---------- Documento fuente

Las decisiones públicas se pueden analizar de la manera más objetiva posible en términos de sus antecedentes y consecuencias. Las ciencias de políticas nos permiten medir, por ejemplo, si un programa de superación de la pobreza urbana consiguió mejorar las condiciones de vida de los habitantes de una ciudad. Como humanos, somos la mar de creativos para pensar en distintas métricas de costos y beneficios de las decisiones de los gobiernos. Así como hay análisis de cuánto dinero se gastó en tal obra y cuánto tiempo se reduce un trayecto del punto A al punto B gracias a esa obra, hay indicadores de calidad de vida, de nutrición, de desigualdad, de impunidad. Y aunque todas estas métricas e instrumentos de medición nos ayudan a mejorar lo que los gobiernos hacen en nuestro nombre, hay una dimensión simbólica de las decisiones gubernamentales que parece escapar a estas mediciones.

Utilicemos una situación reciente como ejemplo. El avión presidencial que no tenía ni Obama ha sido un tema terco en la agenda pública mexicana. Mucho se ha discutido sobre la decisión de la administración actual de venderlo. Claro que se trata de una inversión grande, y que esos poco más de noventa millones de dólares pueden utilizarse para un montón de cosas. Hay quienes consideran que, dado que el mercado de un avión de ese calibre es muy pequeñito, acabaríamos por mal baratarlo y lo mejor sería asumir ese costo hundido y ya, usarlo, pues. Entre el anuncio de la venta y el cierre de la transacción hubo de todo. Incluso una rifa a manera de lotería nacional. Con lo rápido que va el mundo, uno ya ni se acuerda de ese episodio.

--------------------

▶ Tareas por realizar
1: Enumera los indicadores que se mencionan en el texto sobre las decisiones públicas.
2: Indica si cada afirmación concuerda con el texto sobre las decisiones públicas, y respalda cada respuesta con las palabras exactas del texto: (a) la inversión en el avión presidencial fue de poco más de noventa millones de dólares; (b) el mercado para un avión de ese calibre es muy amplio; (c) entre el anuncio de la venta y el cierre de la transacción se organizó una rifa.
3: Transcribe el fragmento del texto sobre las decisiones públicas que va desde "Las decisiones públicas" hasta "a estas mediciones.".

---------- Datos mostrados

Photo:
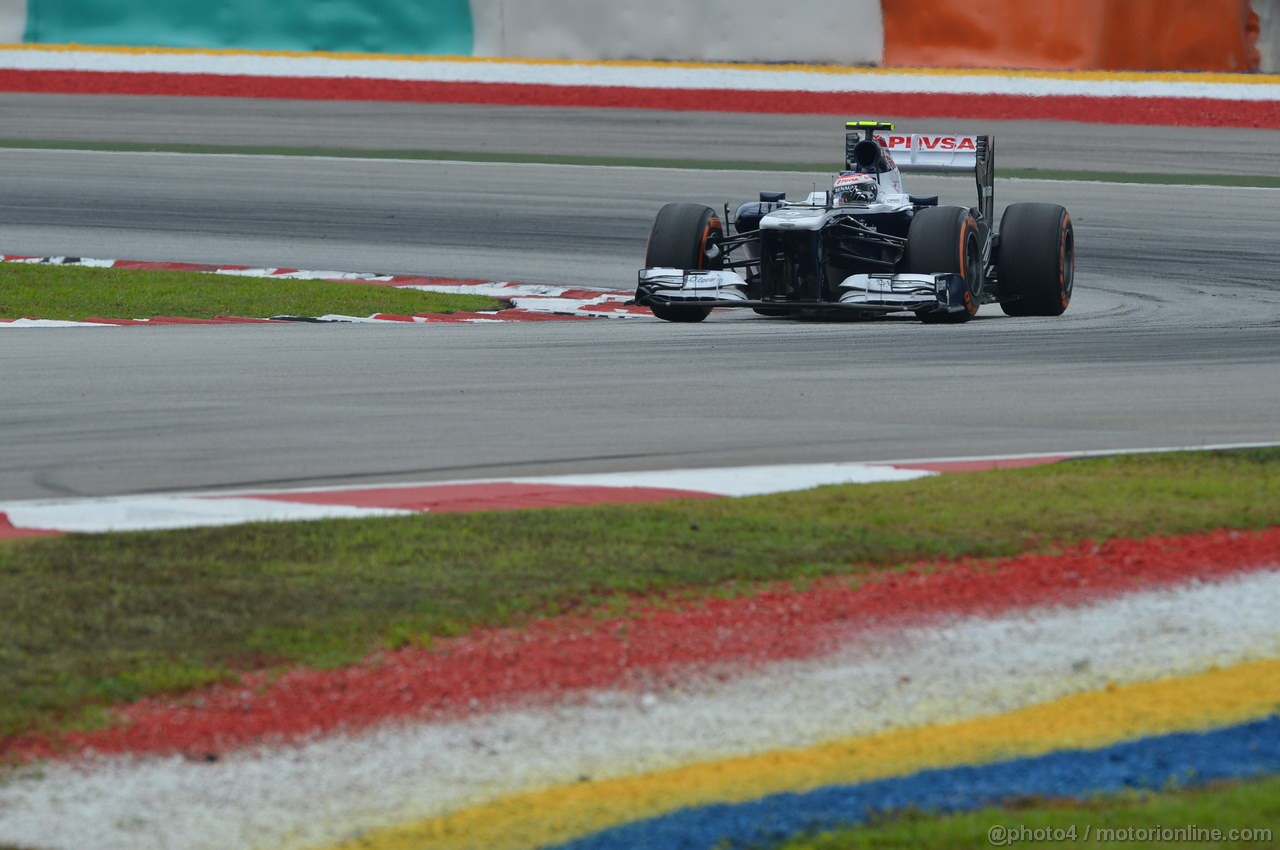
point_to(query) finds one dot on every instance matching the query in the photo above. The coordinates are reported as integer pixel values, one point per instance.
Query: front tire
(1037, 260)
(945, 240)
(685, 236)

--------------------

▶ Respuestas
1: Calidad de vida, nutrición, desigualdad e impunidad.

2:
(a) Sí: «esos poco más de noventa millones de dólares pueden utilizarse para un montón de cosas».
(b) No: «el mercado de un avión de ese calibre es muy pequeñito».
(c) Sí: «Incluso una rifa a manera de lotería nacional».

3:
Las decisiones públicas se pueden analizar de la manera más objetiva posible en términos de sus antecedentes y consecuencias. Las ciencias de políticas nos permiten medir, por ejemplo, si un programa de superación de la pobreza urbana consiguió mejorar las condiciones de vida de los habitantes de una ciudad. Como humanos, somos la mar de creativos para pensar en distintas métricas de costos y beneficios de las decisiones de los gobiernos. Así como hay análisis de cuánto dinero se gastó en tal obra y cuánto tiempo se reduce un trayecto del punto A al punto B gracias a esa obra, hay indicadores de calidad de vida, de nutrición, de desigualdad, de impunidad. Y aunque todas estas métricas e instrumentos de medición nos ayudan a mejorar lo que los gobiernos hacen en nuestro nombre, hay una dimensión simbólica de las decisiones gubernamentales que parece escapar a estas mediciones.